- [Work to be completed]: Give each line of the records again exactly and omit every picture.

Collected data entries

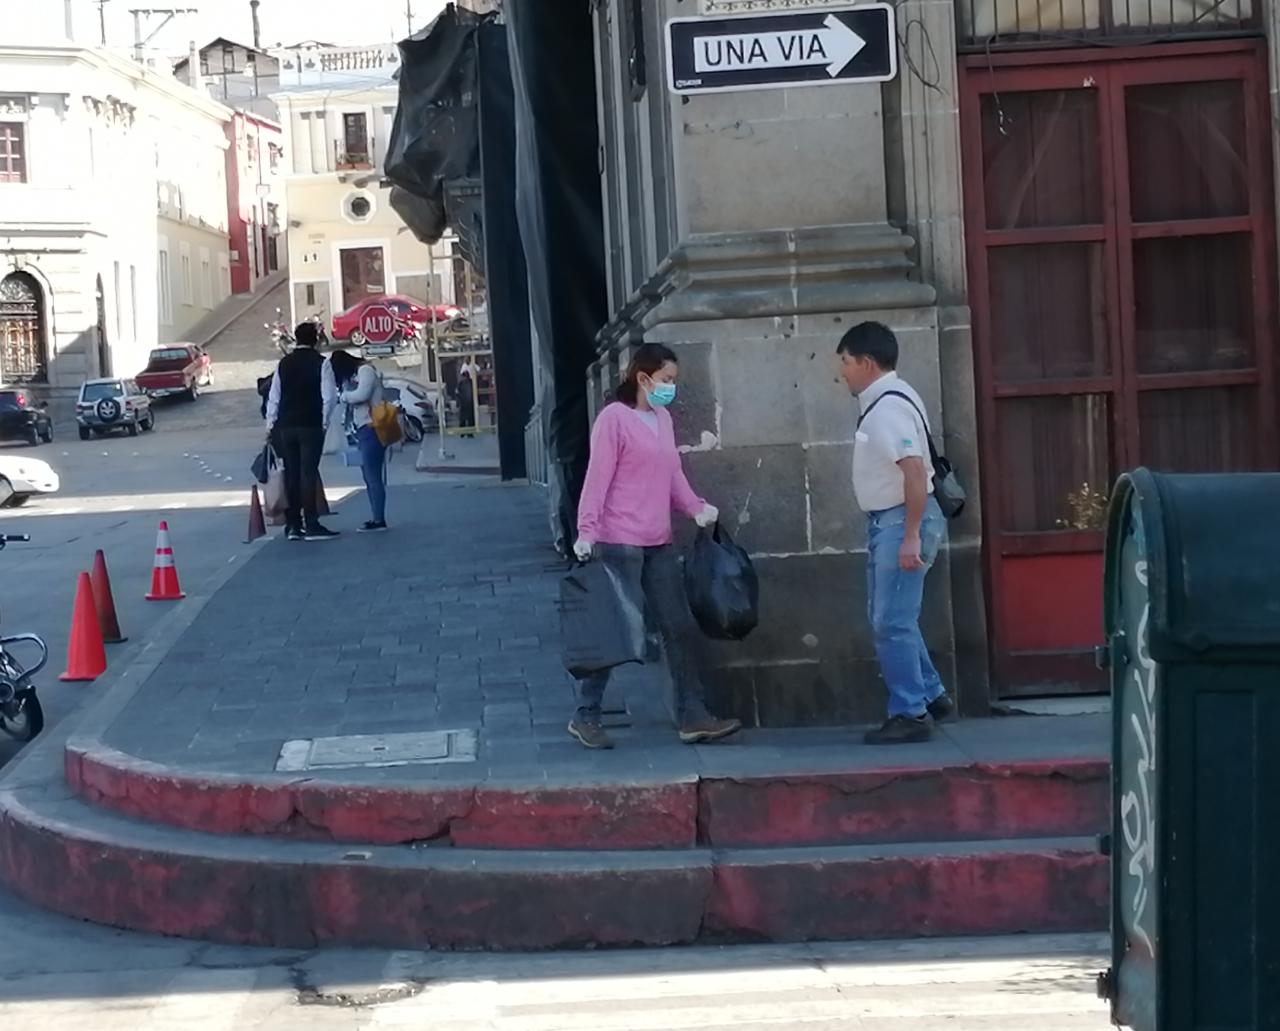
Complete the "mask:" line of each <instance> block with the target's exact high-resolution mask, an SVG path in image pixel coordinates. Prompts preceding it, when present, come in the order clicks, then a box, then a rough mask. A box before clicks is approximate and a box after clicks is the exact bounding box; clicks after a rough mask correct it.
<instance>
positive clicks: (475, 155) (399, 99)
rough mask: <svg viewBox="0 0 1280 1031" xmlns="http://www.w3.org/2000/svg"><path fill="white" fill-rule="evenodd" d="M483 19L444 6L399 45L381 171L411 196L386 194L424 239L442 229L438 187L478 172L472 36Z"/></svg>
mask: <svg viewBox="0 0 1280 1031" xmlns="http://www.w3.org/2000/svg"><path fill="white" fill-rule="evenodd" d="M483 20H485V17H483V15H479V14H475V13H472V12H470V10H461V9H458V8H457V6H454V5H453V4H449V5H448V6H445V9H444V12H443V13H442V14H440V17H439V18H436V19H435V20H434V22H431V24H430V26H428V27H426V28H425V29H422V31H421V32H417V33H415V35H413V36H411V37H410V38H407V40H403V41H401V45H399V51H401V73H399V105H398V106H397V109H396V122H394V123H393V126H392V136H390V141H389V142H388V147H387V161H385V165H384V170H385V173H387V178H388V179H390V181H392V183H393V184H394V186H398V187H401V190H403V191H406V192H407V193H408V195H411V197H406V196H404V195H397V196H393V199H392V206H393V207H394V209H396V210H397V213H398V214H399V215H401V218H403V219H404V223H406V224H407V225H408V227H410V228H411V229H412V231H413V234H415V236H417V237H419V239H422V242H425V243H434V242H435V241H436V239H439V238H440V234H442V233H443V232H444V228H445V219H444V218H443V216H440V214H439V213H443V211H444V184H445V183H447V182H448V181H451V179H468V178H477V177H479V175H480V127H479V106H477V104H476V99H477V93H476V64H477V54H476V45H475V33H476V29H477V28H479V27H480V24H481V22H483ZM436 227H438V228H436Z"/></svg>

- [Answer space]:
Complete the "mask:" line of each <instance> block with the target's exact high-resolution mask, an SVG path in image pixel coordinates. Prompts preceding it, when present, come in the order clicks, then a box, then a rough mask. A box before clicks is approximate and a box after clicks is the exact bounding box; clicks after a rough mask correct it.
<instance>
positive clicks: (475, 155) (399, 99)
rough mask: <svg viewBox="0 0 1280 1031" xmlns="http://www.w3.org/2000/svg"><path fill="white" fill-rule="evenodd" d="M483 19L444 6L399 45L381 171L411 196L386 194L424 239L442 229L438 187L478 172L472 36Z"/></svg>
mask: <svg viewBox="0 0 1280 1031" xmlns="http://www.w3.org/2000/svg"><path fill="white" fill-rule="evenodd" d="M483 20H485V17H483V15H479V14H475V13H472V12H470V10H461V9H458V8H457V6H454V5H453V4H449V5H448V6H445V9H444V12H443V13H442V14H440V17H439V18H436V19H435V20H434V22H431V24H430V26H428V27H426V28H425V29H422V31H421V32H417V33H415V35H413V36H411V37H410V38H407V40H403V41H401V45H399V51H401V73H399V105H398V106H397V109H396V122H394V123H393V126H392V136H390V141H389V142H388V147H387V161H385V165H384V170H385V173H387V178H388V179H390V181H392V183H393V184H394V186H398V187H401V190H403V191H406V192H407V193H408V195H411V197H406V196H404V195H397V196H393V199H392V206H393V207H394V209H396V210H397V213H398V214H399V215H401V218H403V219H404V223H406V224H407V225H408V227H410V228H411V229H412V231H413V234H415V236H417V237H419V239H422V242H425V243H434V242H435V241H436V239H439V238H440V234H442V233H443V232H444V228H445V219H444V218H443V216H440V214H439V213H443V211H444V184H445V183H447V182H448V181H451V179H468V178H477V177H479V175H480V127H479V106H477V104H476V99H477V93H476V64H477V54H476V45H475V33H476V29H477V28H479V27H480V24H481V22H483ZM436 227H438V228H436Z"/></svg>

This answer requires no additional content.